> _Estratto del documento_:
--------------------------------
Ma com’è possibile che questo avvenga? È molto semplice: perché è terribilmente seducente. Nessuna persona vorrebbe sentirsi esclusa, sola o tagliata fuori dalla realtà in cui vive, e siccome lo stesso sistema che ci discrimina è anche quello che ci educa sappiamo benissimo quali sono le regole necessarie per stare al gioco. Quindi, per paura e questo è un dato importante, ci sarà sempre chi è disposto a sacrificare parte della propria libertà per cercare di fuggire dalla discriminazione.
--------------------------------
> _Dati disponibili_:
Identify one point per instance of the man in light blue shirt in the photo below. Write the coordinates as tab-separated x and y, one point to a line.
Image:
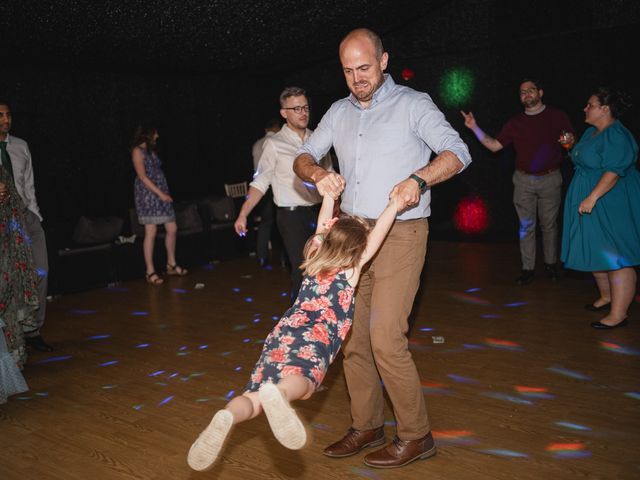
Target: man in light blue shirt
--------------------------------
> _Compito da svolgere_: Riporta parola per parola il passo dell'estratto del documento che va da "Ma com’è possibile" fino a "fuggire dalla discriminazione." incluso.

> _Soluzione dell'esercizio_:
Ma com’è possibile che questo avvenga? È molto semplice: perché è terribilmente seducente. Nessuna persona vorrebbe sentirsi esclusa, sola o tagliata fuori dalla realtà in cui vive, e siccome lo stesso sistema che ci discrimina è anche quello che ci educa sappiamo benissimo quali sono le regole necessarie per stare al gioco. Quindi, per paura e questo è un dato importante, ci sarà sempre chi è disposto a sacrificare parte della propria libertà per cercare di fuggire dalla discriminazione.